Exercise aim:
Without including any picture, transcribe the entries below word for word.

____

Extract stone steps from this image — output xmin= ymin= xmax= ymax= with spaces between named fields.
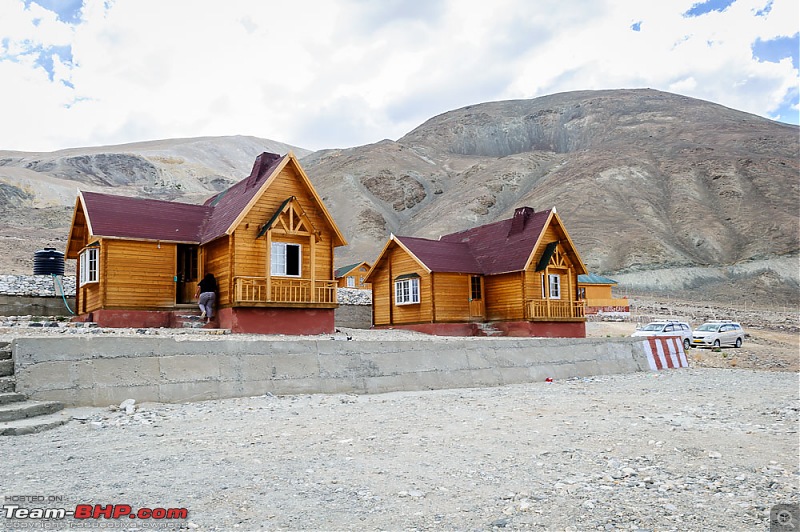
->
xmin=0 ymin=340 xmax=70 ymax=435
xmin=173 ymin=312 xmax=207 ymax=329
xmin=0 ymin=359 xmax=12 ymax=377
xmin=0 ymin=412 xmax=71 ymax=436
xmin=0 ymin=377 xmax=14 ymax=393
xmin=0 ymin=392 xmax=25 ymax=405
xmin=0 ymin=400 xmax=64 ymax=423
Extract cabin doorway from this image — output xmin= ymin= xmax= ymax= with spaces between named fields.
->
xmin=469 ymin=275 xmax=485 ymax=321
xmin=176 ymin=245 xmax=198 ymax=304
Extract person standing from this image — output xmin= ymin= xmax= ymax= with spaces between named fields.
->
xmin=195 ymin=273 xmax=217 ymax=322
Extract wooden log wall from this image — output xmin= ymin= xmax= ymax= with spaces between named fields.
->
xmin=431 ymin=272 xmax=471 ymax=322
xmin=103 ymin=240 xmax=175 ymax=309
xmin=204 ymin=237 xmax=230 ymax=306
xmin=485 ymin=272 xmax=524 ymax=321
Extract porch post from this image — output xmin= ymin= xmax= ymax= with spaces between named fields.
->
xmin=310 ymin=234 xmax=316 ymax=302
xmin=265 ymin=230 xmax=272 ymax=302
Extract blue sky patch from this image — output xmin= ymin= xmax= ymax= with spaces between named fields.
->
xmin=32 ymin=44 xmax=73 ymax=81
xmin=752 ymin=33 xmax=800 ymax=69
xmin=24 ymin=0 xmax=83 ymax=24
xmin=755 ymin=1 xmax=773 ymax=16
xmin=683 ymin=0 xmax=736 ymax=17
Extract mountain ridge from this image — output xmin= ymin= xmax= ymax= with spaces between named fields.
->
xmin=0 ymin=89 xmax=797 ymax=304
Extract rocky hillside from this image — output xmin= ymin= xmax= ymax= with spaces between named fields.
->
xmin=0 ymin=89 xmax=797 ymax=304
xmin=0 ymin=136 xmax=309 ymax=274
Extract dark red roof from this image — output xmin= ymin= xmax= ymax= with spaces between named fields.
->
xmin=395 ymin=236 xmax=481 ymax=273
xmin=396 ymin=207 xmax=552 ymax=275
xmin=81 ymin=191 xmax=210 ymax=242
xmin=200 ymin=153 xmax=285 ymax=243
xmin=440 ymin=208 xmax=551 ymax=275
xmin=79 ymin=152 xmax=286 ymax=244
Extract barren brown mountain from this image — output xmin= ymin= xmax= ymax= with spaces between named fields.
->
xmin=1 ymin=89 xmax=797 ymax=304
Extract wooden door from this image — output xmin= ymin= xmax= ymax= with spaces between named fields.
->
xmin=176 ymin=245 xmax=198 ymax=304
xmin=469 ymin=275 xmax=485 ymax=321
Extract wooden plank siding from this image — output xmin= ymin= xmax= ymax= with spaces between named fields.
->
xmin=371 ymin=244 xmax=432 ymax=326
xmin=203 ymin=237 xmax=230 ymax=306
xmin=430 ymin=272 xmax=471 ymax=322
xmin=369 ymin=262 xmax=392 ymax=326
xmin=484 ymin=273 xmax=525 ymax=321
xmin=102 ymin=240 xmax=176 ymax=308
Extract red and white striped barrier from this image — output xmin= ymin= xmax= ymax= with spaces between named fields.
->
xmin=641 ymin=336 xmax=688 ymax=370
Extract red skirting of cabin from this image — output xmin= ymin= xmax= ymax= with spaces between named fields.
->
xmin=74 ymin=307 xmax=335 ymax=335
xmin=374 ymin=321 xmax=586 ymax=338
xmin=74 ymin=309 xmax=175 ymax=328
xmin=218 ymin=307 xmax=335 ymax=335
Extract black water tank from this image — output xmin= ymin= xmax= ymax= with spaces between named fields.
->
xmin=33 ymin=247 xmax=65 ymax=276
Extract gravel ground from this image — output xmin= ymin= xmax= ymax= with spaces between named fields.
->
xmin=1 ymin=368 xmax=798 ymax=531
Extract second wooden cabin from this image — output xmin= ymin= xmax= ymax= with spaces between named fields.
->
xmin=365 ymin=206 xmax=588 ymax=337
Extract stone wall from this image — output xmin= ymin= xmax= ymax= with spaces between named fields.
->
xmin=0 ymin=275 xmax=76 ymax=297
xmin=12 ymin=336 xmax=652 ymax=406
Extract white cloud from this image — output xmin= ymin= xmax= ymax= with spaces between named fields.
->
xmin=0 ymin=0 xmax=796 ymax=152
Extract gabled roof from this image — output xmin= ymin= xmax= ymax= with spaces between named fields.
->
xmin=578 ymin=273 xmax=618 ymax=285
xmin=335 ymin=261 xmax=371 ymax=278
xmin=439 ymin=208 xmax=551 ymax=275
xmin=79 ymin=191 xmax=210 ymax=242
xmin=200 ymin=152 xmax=285 ymax=243
xmin=394 ymin=236 xmax=482 ymax=274
xmin=368 ymin=206 xmax=588 ymax=279
xmin=69 ymin=151 xmax=347 ymax=248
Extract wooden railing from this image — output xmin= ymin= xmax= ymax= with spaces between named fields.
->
xmin=527 ymin=299 xmax=585 ymax=319
xmin=234 ymin=277 xmax=337 ymax=304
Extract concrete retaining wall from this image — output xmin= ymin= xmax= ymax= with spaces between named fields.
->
xmin=0 ymin=295 xmax=75 ymax=317
xmin=12 ymin=337 xmax=652 ymax=406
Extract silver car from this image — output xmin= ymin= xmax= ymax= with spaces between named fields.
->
xmin=692 ymin=321 xmax=745 ymax=348
xmin=631 ymin=321 xmax=693 ymax=350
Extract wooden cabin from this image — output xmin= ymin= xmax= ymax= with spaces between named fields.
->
xmin=578 ymin=273 xmax=630 ymax=315
xmin=365 ymin=206 xmax=588 ymax=337
xmin=334 ymin=261 xmax=372 ymax=290
xmin=65 ymin=152 xmax=347 ymax=334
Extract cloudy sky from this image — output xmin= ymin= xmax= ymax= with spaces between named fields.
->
xmin=1 ymin=0 xmax=797 ymax=152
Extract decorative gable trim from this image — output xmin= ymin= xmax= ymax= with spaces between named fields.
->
xmin=225 ymin=152 xmax=347 ymax=247
xmin=257 ymin=197 xmax=320 ymax=241
xmin=535 ymin=241 xmax=559 ymax=271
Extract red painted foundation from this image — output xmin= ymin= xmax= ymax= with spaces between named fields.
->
xmin=218 ymin=307 xmax=335 ymax=335
xmin=76 ymin=309 xmax=175 ymax=328
xmin=376 ymin=321 xmax=586 ymax=338
xmin=75 ymin=307 xmax=335 ymax=335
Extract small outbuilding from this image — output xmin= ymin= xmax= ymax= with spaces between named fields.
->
xmin=365 ymin=206 xmax=588 ymax=337
xmin=334 ymin=261 xmax=372 ymax=290
xmin=577 ymin=273 xmax=630 ymax=315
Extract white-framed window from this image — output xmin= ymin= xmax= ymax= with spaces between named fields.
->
xmin=548 ymin=274 xmax=561 ymax=299
xmin=79 ymin=247 xmax=99 ymax=286
xmin=271 ymin=242 xmax=301 ymax=277
xmin=395 ymin=277 xmax=420 ymax=305
xmin=346 ymin=276 xmax=355 ymax=287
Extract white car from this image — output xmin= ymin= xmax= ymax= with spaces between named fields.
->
xmin=692 ymin=321 xmax=745 ymax=348
xmin=631 ymin=321 xmax=693 ymax=350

____

Answer to the problem:
Extract stone steps from this image — output xmin= ymin= xmax= ymax= with spaces between named fields.
->
xmin=0 ymin=340 xmax=70 ymax=435
xmin=173 ymin=312 xmax=207 ymax=329
xmin=0 ymin=359 xmax=12 ymax=377
xmin=0 ymin=412 xmax=71 ymax=436
xmin=0 ymin=377 xmax=14 ymax=393
xmin=0 ymin=392 xmax=25 ymax=405
xmin=0 ymin=400 xmax=64 ymax=423
Extract cabin doorway from this image — output xmin= ymin= xmax= ymax= with spaces between named fields.
->
xmin=469 ymin=275 xmax=485 ymax=321
xmin=176 ymin=245 xmax=198 ymax=304
Extract person standing from this image — output xmin= ymin= xmax= ymax= with spaces between named fields.
->
xmin=195 ymin=273 xmax=217 ymax=322
Extract wooden log wall from this image — output xmin= ymin= xmax= ymax= with spaces between named fields.
->
xmin=431 ymin=272 xmax=471 ymax=322
xmin=103 ymin=240 xmax=175 ymax=309
xmin=204 ymin=237 xmax=230 ymax=306
xmin=485 ymin=272 xmax=524 ymax=321
Extract porch post from this image — output xmin= ymin= xmax= ymax= with spaces between named fields.
->
xmin=310 ymin=234 xmax=316 ymax=302
xmin=265 ymin=230 xmax=272 ymax=302
Extract blue sky patch from this image — output xmin= ymin= xmax= ymax= with spaces between named fields.
->
xmin=32 ymin=44 xmax=73 ymax=81
xmin=752 ymin=33 xmax=800 ymax=69
xmin=24 ymin=0 xmax=83 ymax=24
xmin=755 ymin=1 xmax=773 ymax=16
xmin=683 ymin=0 xmax=736 ymax=17
Extract mountain ridge from this image — output xmin= ymin= xmax= ymax= with spaces between named fields.
->
xmin=0 ymin=89 xmax=797 ymax=304
Extract rocky hillside from this image — output xmin= ymin= xmax= ymax= with spaces between named fields.
->
xmin=0 ymin=89 xmax=797 ymax=304
xmin=0 ymin=136 xmax=309 ymax=274
Extract dark red roof from this image — output xmin= ymin= xmax= ymax= with spaces between named fields.
->
xmin=395 ymin=236 xmax=481 ymax=273
xmin=396 ymin=207 xmax=552 ymax=275
xmin=81 ymin=191 xmax=210 ymax=242
xmin=200 ymin=153 xmax=285 ymax=243
xmin=440 ymin=208 xmax=551 ymax=275
xmin=79 ymin=152 xmax=286 ymax=244
Extract barren brown mountain from this image — output xmin= ymin= xmax= ymax= with spaces between named fields.
->
xmin=1 ymin=89 xmax=797 ymax=304
Extract wooden door from this image — output xmin= ymin= xmax= ymax= with spaces between named fields.
->
xmin=176 ymin=245 xmax=198 ymax=304
xmin=469 ymin=275 xmax=485 ymax=321
Extract wooden plank siding from this image — output xmin= ymin= xmax= ymax= with spaces between named fields.
->
xmin=371 ymin=244 xmax=432 ymax=326
xmin=203 ymin=237 xmax=230 ymax=306
xmin=430 ymin=272 xmax=471 ymax=322
xmin=369 ymin=262 xmax=392 ymax=326
xmin=484 ymin=273 xmax=525 ymax=321
xmin=102 ymin=240 xmax=176 ymax=308
Extract red and white striped barrier from this image — output xmin= ymin= xmax= ymax= with spaces between named fields.
->
xmin=641 ymin=336 xmax=688 ymax=370
Extract red skirting of cabin from this image — output xmin= ymin= xmax= ymax= with spaces between named fields.
->
xmin=74 ymin=307 xmax=335 ymax=335
xmin=374 ymin=321 xmax=586 ymax=338
xmin=74 ymin=309 xmax=175 ymax=328
xmin=218 ymin=307 xmax=335 ymax=335
Extract black water tank from this image — output xmin= ymin= xmax= ymax= with spaces between named fields.
->
xmin=33 ymin=247 xmax=65 ymax=276
Extract gravel ground from this image — output xmin= ymin= xmax= ymax= with spaces between named fields.
->
xmin=1 ymin=368 xmax=798 ymax=531
Extract second wooden cabin from this image — output xmin= ymin= xmax= ymax= with spaces between named fields.
->
xmin=365 ymin=206 xmax=588 ymax=337
Extract stone wall from this image — output xmin= ymin= xmax= ymax= with spaces between named fields.
->
xmin=0 ymin=275 xmax=76 ymax=297
xmin=12 ymin=336 xmax=652 ymax=406
Extract white cloud from this image — output xmin= ymin= xmax= ymax= with spaces between named fields.
->
xmin=0 ymin=0 xmax=796 ymax=152
Extract gabled roof from this image — output xmin= ymin= xmax= ymax= with spaces between named fields.
->
xmin=578 ymin=273 xmax=618 ymax=285
xmin=335 ymin=261 xmax=371 ymax=278
xmin=439 ymin=208 xmax=551 ymax=275
xmin=79 ymin=191 xmax=210 ymax=242
xmin=200 ymin=152 xmax=285 ymax=243
xmin=394 ymin=236 xmax=482 ymax=274
xmin=368 ymin=206 xmax=588 ymax=279
xmin=69 ymin=151 xmax=347 ymax=248
Extract wooden railing from this image — output xmin= ymin= xmax= ymax= with spaces between named fields.
->
xmin=527 ymin=299 xmax=585 ymax=319
xmin=234 ymin=277 xmax=337 ymax=304
Extract concrete retaining wall from this image — output xmin= ymin= xmax= ymax= with spaces between named fields.
->
xmin=0 ymin=295 xmax=75 ymax=317
xmin=12 ymin=337 xmax=652 ymax=406
Extract silver car from this image — output xmin= ymin= xmax= ymax= with spaces between named fields.
->
xmin=692 ymin=321 xmax=745 ymax=348
xmin=631 ymin=321 xmax=693 ymax=350
Extract wooden cabin from this image — output xmin= ymin= xmax= ymax= with spaces between named fields.
->
xmin=578 ymin=273 xmax=630 ymax=315
xmin=365 ymin=206 xmax=588 ymax=337
xmin=334 ymin=261 xmax=372 ymax=290
xmin=65 ymin=152 xmax=347 ymax=334
Extract cloudy sky from this image — output xmin= ymin= xmax= ymax= with spaces between named fields.
->
xmin=1 ymin=0 xmax=797 ymax=152
Extract decorative gable trim from this image — output xmin= ymin= xmax= ymax= with spaces between named fields.
->
xmin=225 ymin=152 xmax=347 ymax=247
xmin=257 ymin=197 xmax=320 ymax=241
xmin=535 ymin=241 xmax=559 ymax=271
Extract red painted foundation from this image — output xmin= ymin= xmax= ymax= with spaces between named fields.
->
xmin=218 ymin=307 xmax=335 ymax=335
xmin=76 ymin=309 xmax=175 ymax=328
xmin=376 ymin=321 xmax=586 ymax=338
xmin=75 ymin=307 xmax=335 ymax=335
Extract small outbuilding from this image — output xmin= ymin= xmax= ymax= with spaces between named fields.
->
xmin=365 ymin=206 xmax=588 ymax=337
xmin=334 ymin=261 xmax=372 ymax=290
xmin=577 ymin=273 xmax=630 ymax=315
Extract white-framed window from this image — output xmin= ymin= xmax= ymax= with spaces between named fields.
->
xmin=548 ymin=274 xmax=561 ymax=299
xmin=79 ymin=247 xmax=99 ymax=286
xmin=271 ymin=242 xmax=301 ymax=277
xmin=395 ymin=277 xmax=420 ymax=305
xmin=346 ymin=276 xmax=355 ymax=287
Extract white car from this image — output xmin= ymin= xmax= ymax= with spaces between named fields.
->
xmin=692 ymin=321 xmax=745 ymax=348
xmin=631 ymin=321 xmax=693 ymax=350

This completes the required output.